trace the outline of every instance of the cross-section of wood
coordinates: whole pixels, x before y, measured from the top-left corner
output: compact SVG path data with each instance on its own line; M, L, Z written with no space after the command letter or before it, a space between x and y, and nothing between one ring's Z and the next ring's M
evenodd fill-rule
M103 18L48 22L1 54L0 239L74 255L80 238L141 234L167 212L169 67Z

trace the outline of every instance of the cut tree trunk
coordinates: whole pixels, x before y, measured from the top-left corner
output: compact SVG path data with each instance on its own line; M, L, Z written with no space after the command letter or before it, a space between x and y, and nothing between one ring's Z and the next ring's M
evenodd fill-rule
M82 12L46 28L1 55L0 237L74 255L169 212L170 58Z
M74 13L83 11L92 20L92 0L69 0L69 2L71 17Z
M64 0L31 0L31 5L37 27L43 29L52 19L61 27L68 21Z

::::::::::

RETO:
Reescribe como lista numerada las líneas de las entradas que van desde el principio hasta la línea que contiene "M103 18L48 22L1", ambas incluidas. Omite las líneas en blanco.

SOLUCIÓN ESCRITA:
1. trace the outline of every instance of the cross-section of wood
2. coordinates: whole pixels, x before y, measured from the top-left corner
3. output: compact SVG path data with each instance on its own line; M, L, Z written with no space after the command letter or before it, a space between x and y, and nothing between one ring's Z and the next ring's M
4. evenodd fill-rule
5. M103 18L48 22L1 54L0 239L74 255L80 238L141 234L167 212L169 67Z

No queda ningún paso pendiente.